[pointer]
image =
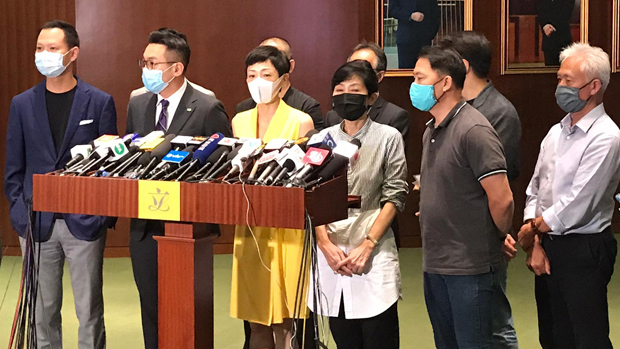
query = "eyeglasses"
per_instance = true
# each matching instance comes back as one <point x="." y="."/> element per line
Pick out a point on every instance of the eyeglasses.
<point x="151" y="65"/>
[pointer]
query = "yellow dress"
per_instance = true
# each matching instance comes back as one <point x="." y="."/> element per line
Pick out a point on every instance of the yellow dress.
<point x="257" y="294"/>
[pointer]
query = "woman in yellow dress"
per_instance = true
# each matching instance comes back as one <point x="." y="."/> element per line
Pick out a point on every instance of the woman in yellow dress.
<point x="266" y="261"/>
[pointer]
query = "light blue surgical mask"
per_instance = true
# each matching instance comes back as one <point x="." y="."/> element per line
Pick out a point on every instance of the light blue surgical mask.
<point x="423" y="96"/>
<point x="50" y="63"/>
<point x="153" y="79"/>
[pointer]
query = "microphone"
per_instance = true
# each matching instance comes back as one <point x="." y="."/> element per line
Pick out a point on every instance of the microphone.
<point x="295" y="154"/>
<point x="123" y="163"/>
<point x="344" y="154"/>
<point x="79" y="153"/>
<point x="246" y="151"/>
<point x="322" y="139"/>
<point x="201" y="155"/>
<point x="215" y="171"/>
<point x="174" y="159"/>
<point x="314" y="158"/>
<point x="157" y="154"/>
<point x="288" y="166"/>
<point x="180" y="142"/>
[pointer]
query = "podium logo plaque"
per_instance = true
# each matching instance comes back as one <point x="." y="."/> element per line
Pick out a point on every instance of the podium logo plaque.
<point x="159" y="200"/>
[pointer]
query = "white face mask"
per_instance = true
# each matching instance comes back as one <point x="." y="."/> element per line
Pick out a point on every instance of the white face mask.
<point x="262" y="90"/>
<point x="50" y="63"/>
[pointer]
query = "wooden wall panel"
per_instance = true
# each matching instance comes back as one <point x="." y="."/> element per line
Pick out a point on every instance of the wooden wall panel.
<point x="19" y="24"/>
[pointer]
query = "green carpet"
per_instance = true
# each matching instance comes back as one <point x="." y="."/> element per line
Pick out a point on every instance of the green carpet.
<point x="122" y="310"/>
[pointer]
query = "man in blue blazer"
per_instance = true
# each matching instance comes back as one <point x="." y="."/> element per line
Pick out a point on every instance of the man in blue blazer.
<point x="45" y="122"/>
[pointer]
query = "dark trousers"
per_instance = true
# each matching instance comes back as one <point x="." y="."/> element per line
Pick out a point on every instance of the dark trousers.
<point x="308" y="334"/>
<point x="572" y="301"/>
<point x="460" y="308"/>
<point x="144" y="262"/>
<point x="380" y="331"/>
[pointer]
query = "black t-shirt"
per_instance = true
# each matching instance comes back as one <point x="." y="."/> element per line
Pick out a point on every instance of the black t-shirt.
<point x="58" y="112"/>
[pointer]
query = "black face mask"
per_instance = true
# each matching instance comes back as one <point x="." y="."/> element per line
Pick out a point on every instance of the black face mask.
<point x="350" y="106"/>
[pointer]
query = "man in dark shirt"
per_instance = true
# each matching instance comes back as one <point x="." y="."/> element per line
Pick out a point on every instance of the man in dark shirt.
<point x="466" y="204"/>
<point x="45" y="122"/>
<point x="290" y="95"/>
<point x="476" y="52"/>
<point x="382" y="111"/>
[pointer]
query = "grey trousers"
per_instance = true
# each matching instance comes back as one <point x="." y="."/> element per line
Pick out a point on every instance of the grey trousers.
<point x="85" y="260"/>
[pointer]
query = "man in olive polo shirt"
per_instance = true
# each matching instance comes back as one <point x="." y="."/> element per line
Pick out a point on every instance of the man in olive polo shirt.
<point x="466" y="204"/>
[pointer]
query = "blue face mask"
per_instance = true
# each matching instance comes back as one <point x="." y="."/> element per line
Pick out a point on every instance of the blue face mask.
<point x="423" y="96"/>
<point x="153" y="80"/>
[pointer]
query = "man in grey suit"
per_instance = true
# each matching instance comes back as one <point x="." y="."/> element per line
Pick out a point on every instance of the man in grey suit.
<point x="173" y="106"/>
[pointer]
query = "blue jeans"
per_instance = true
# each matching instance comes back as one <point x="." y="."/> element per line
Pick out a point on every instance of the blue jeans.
<point x="504" y="334"/>
<point x="460" y="308"/>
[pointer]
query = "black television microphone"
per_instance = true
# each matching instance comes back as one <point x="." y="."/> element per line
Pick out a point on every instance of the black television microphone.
<point x="157" y="154"/>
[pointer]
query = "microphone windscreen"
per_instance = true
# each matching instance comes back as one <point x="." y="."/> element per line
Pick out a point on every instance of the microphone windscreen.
<point x="145" y="158"/>
<point x="333" y="167"/>
<point x="289" y="165"/>
<point x="311" y="133"/>
<point x="233" y="153"/>
<point x="217" y="154"/>
<point x="207" y="148"/>
<point x="163" y="148"/>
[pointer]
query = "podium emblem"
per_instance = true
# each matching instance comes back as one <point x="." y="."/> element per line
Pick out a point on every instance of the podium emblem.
<point x="159" y="200"/>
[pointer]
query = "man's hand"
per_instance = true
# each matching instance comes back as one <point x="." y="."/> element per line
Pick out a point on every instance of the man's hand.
<point x="548" y="29"/>
<point x="526" y="236"/>
<point x="537" y="260"/>
<point x="417" y="16"/>
<point x="334" y="255"/>
<point x="358" y="257"/>
<point x="508" y="248"/>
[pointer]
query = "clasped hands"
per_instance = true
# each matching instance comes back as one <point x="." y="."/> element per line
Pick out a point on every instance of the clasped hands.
<point x="347" y="265"/>
<point x="537" y="260"/>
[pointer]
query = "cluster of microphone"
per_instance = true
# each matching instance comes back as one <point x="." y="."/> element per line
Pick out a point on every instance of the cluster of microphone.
<point x="305" y="162"/>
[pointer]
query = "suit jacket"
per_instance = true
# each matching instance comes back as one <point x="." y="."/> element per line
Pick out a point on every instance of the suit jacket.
<point x="557" y="13"/>
<point x="30" y="150"/>
<point x="382" y="112"/>
<point x="198" y="114"/>
<point x="295" y="99"/>
<point x="410" y="31"/>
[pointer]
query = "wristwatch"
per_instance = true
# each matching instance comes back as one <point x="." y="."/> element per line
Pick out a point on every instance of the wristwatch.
<point x="373" y="240"/>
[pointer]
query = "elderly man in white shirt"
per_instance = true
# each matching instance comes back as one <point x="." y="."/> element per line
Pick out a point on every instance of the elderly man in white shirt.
<point x="567" y="232"/>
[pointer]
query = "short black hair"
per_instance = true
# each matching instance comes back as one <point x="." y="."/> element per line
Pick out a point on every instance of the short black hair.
<point x="360" y="68"/>
<point x="71" y="37"/>
<point x="288" y="52"/>
<point x="446" y="61"/>
<point x="377" y="50"/>
<point x="174" y="41"/>
<point x="268" y="53"/>
<point x="473" y="47"/>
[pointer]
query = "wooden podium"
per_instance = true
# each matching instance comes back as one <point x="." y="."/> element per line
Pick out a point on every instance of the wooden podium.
<point x="185" y="252"/>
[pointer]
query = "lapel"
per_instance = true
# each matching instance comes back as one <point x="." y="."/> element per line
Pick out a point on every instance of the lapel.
<point x="42" y="120"/>
<point x="78" y="111"/>
<point x="150" y="109"/>
<point x="186" y="107"/>
<point x="377" y="108"/>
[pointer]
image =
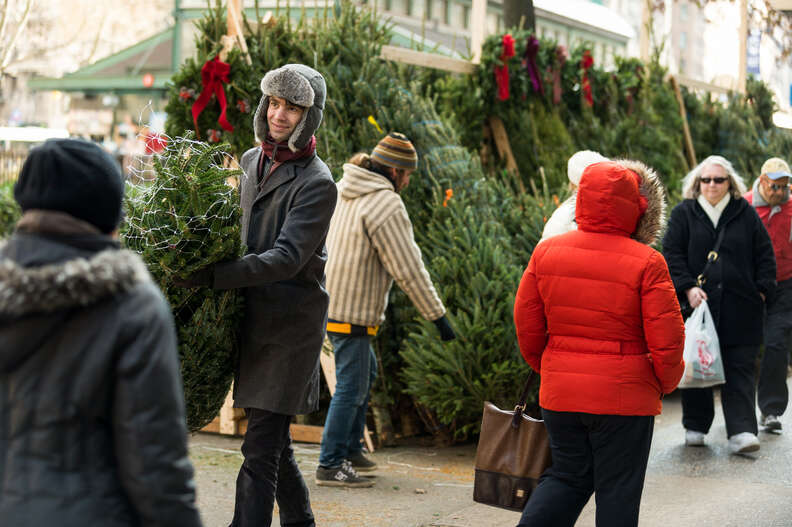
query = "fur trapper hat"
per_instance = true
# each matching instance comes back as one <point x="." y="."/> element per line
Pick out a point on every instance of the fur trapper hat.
<point x="299" y="85"/>
<point x="579" y="161"/>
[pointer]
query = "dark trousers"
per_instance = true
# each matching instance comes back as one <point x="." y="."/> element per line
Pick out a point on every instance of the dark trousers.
<point x="738" y="395"/>
<point x="270" y="472"/>
<point x="773" y="394"/>
<point x="601" y="454"/>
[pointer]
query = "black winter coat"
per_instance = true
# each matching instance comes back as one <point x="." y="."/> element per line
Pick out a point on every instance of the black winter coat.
<point x="284" y="225"/>
<point x="745" y="266"/>
<point x="92" y="427"/>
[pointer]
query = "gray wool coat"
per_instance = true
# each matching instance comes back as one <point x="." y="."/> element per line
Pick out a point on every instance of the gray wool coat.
<point x="284" y="225"/>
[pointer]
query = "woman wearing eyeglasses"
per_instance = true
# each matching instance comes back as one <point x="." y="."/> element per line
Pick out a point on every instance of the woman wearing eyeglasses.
<point x="736" y="288"/>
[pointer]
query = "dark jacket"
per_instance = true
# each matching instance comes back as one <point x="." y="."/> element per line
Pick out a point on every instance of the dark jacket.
<point x="745" y="266"/>
<point x="285" y="224"/>
<point x="92" y="427"/>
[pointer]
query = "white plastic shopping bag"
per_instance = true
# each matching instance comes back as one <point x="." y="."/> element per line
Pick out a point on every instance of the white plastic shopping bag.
<point x="703" y="362"/>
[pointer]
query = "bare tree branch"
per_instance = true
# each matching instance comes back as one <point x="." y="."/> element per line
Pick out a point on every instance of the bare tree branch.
<point x="5" y="58"/>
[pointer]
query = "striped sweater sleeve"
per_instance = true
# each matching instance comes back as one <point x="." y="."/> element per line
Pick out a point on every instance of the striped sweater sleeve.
<point x="401" y="257"/>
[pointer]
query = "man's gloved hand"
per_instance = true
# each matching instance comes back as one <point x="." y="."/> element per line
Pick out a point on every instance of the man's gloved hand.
<point x="201" y="278"/>
<point x="446" y="331"/>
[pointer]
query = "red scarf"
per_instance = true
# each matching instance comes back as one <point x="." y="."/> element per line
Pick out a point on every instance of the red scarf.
<point x="279" y="153"/>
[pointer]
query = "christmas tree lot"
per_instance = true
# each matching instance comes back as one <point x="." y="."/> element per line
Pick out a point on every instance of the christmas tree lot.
<point x="186" y="218"/>
<point x="476" y="222"/>
<point x="9" y="210"/>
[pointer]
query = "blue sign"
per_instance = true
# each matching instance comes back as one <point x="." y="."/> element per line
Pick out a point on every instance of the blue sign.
<point x="753" y="45"/>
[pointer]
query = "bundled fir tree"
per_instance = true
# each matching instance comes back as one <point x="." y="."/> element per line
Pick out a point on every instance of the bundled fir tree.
<point x="182" y="221"/>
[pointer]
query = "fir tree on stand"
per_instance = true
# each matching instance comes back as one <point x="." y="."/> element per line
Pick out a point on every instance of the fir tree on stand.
<point x="182" y="221"/>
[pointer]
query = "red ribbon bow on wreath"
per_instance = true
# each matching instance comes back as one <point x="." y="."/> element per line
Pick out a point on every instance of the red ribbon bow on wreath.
<point x="529" y="63"/>
<point x="213" y="75"/>
<point x="502" y="72"/>
<point x="587" y="62"/>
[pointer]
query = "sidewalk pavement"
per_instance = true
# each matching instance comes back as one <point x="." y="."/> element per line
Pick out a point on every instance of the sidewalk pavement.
<point x="432" y="487"/>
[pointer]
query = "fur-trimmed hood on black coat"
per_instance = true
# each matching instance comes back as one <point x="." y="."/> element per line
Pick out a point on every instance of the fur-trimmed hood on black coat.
<point x="92" y="428"/>
<point x="745" y="266"/>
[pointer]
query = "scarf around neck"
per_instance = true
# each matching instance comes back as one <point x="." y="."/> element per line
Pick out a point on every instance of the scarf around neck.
<point x="279" y="153"/>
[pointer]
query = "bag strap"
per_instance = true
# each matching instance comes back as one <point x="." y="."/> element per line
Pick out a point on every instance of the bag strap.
<point x="712" y="257"/>
<point x="520" y="407"/>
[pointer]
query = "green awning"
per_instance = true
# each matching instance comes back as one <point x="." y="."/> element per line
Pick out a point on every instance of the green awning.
<point x="142" y="68"/>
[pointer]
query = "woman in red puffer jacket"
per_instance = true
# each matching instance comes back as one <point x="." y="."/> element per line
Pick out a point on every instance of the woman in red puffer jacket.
<point x="597" y="317"/>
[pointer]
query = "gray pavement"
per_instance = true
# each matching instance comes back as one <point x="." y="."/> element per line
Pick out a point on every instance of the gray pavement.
<point x="432" y="487"/>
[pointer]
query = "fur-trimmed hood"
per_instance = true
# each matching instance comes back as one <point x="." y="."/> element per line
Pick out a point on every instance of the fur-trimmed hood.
<point x="77" y="282"/>
<point x="299" y="85"/>
<point x="607" y="200"/>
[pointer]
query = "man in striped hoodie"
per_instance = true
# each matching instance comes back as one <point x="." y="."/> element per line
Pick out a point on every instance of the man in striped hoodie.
<point x="370" y="244"/>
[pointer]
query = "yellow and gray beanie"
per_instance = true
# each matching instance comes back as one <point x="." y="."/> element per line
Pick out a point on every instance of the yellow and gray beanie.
<point x="299" y="85"/>
<point x="396" y="151"/>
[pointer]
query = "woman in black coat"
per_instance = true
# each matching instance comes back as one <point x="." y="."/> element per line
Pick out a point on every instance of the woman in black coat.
<point x="92" y="427"/>
<point x="737" y="285"/>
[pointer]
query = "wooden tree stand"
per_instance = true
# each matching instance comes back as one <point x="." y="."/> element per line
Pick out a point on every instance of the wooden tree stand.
<point x="232" y="421"/>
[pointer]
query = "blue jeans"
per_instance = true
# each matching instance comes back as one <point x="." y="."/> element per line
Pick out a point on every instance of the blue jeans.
<point x="356" y="369"/>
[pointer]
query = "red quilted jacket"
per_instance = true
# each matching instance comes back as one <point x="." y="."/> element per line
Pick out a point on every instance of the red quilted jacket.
<point x="596" y="311"/>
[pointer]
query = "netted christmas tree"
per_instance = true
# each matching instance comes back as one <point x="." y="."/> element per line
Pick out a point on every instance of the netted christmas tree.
<point x="9" y="210"/>
<point x="185" y="219"/>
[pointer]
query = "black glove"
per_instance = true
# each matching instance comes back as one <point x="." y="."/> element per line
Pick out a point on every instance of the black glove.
<point x="446" y="331"/>
<point x="201" y="278"/>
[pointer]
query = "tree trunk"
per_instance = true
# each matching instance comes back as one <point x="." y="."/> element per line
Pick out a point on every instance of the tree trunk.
<point x="515" y="11"/>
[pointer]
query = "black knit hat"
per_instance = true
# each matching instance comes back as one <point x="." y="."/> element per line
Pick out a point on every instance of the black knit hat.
<point x="72" y="176"/>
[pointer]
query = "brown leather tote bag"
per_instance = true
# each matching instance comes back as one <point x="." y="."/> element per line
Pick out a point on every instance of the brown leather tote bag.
<point x="512" y="454"/>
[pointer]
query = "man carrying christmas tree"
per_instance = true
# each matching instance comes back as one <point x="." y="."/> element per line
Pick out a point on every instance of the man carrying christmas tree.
<point x="288" y="196"/>
<point x="370" y="243"/>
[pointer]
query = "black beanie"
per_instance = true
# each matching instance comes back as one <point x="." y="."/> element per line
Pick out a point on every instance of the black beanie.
<point x="72" y="176"/>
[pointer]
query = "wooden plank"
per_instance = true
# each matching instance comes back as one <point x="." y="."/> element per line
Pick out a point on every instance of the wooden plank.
<point x="299" y="433"/>
<point x="699" y="85"/>
<point x="228" y="423"/>
<point x="478" y="28"/>
<point x="428" y="60"/>
<point x="502" y="143"/>
<point x="691" y="152"/>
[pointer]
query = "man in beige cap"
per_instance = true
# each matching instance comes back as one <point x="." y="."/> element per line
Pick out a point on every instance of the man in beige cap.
<point x="770" y="197"/>
<point x="370" y="245"/>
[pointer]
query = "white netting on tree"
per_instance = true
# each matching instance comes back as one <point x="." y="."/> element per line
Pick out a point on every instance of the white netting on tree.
<point x="183" y="216"/>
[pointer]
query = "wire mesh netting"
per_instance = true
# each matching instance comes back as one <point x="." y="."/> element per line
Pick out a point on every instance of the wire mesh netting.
<point x="183" y="216"/>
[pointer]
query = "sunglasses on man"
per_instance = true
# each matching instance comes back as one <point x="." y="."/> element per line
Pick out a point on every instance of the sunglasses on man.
<point x="716" y="180"/>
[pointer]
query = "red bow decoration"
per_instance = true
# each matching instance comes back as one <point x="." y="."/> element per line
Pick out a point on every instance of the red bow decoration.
<point x="561" y="56"/>
<point x="213" y="75"/>
<point x="155" y="143"/>
<point x="587" y="62"/>
<point x="502" y="72"/>
<point x="529" y="63"/>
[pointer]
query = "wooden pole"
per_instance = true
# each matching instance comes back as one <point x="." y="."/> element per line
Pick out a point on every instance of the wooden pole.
<point x="646" y="21"/>
<point x="743" y="36"/>
<point x="691" y="153"/>
<point x="478" y="28"/>
<point x="235" y="27"/>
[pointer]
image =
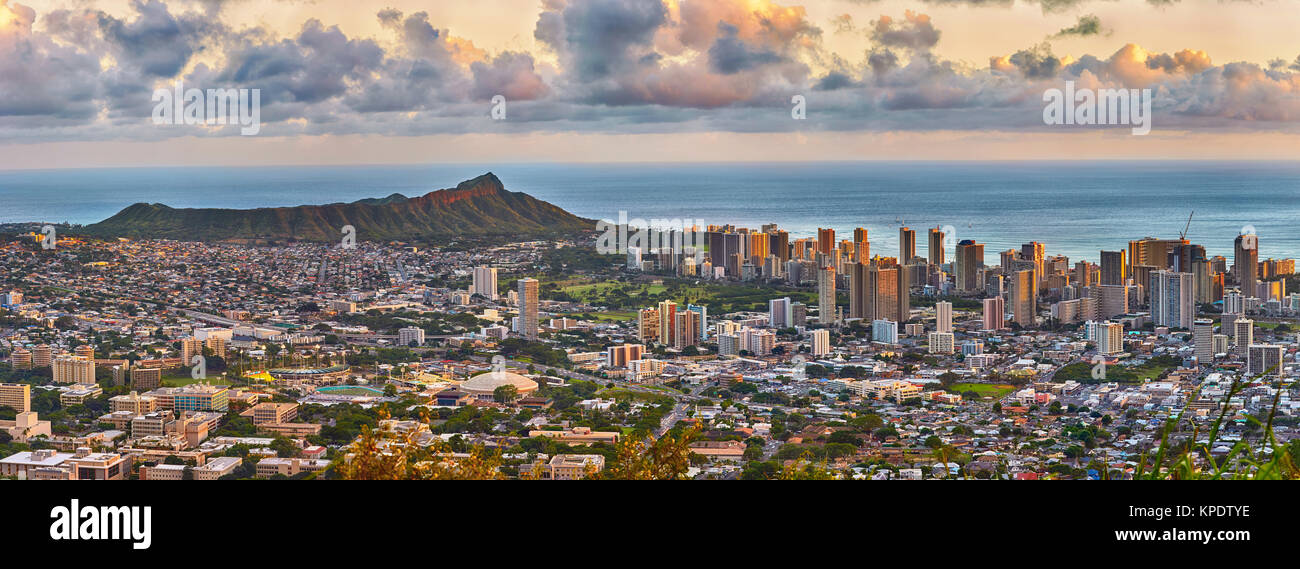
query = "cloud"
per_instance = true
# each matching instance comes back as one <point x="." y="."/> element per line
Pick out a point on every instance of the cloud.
<point x="624" y="66"/>
<point x="914" y="33"/>
<point x="1088" y="25"/>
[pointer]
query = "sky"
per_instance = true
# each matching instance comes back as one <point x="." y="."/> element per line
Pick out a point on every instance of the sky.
<point x="399" y="81"/>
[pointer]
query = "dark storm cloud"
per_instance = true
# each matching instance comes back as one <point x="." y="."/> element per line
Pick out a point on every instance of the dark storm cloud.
<point x="619" y="66"/>
<point x="731" y="55"/>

* _EXERCISE INSTRUCTIONS_
Copy out each line of the data above that contains the string "sidewalk", matching case exactly.

* _ANSWER FOR THIS EXERCISE_
query = "sidewalk pavement"
Pick out a point on every instance of the sidewalk pavement.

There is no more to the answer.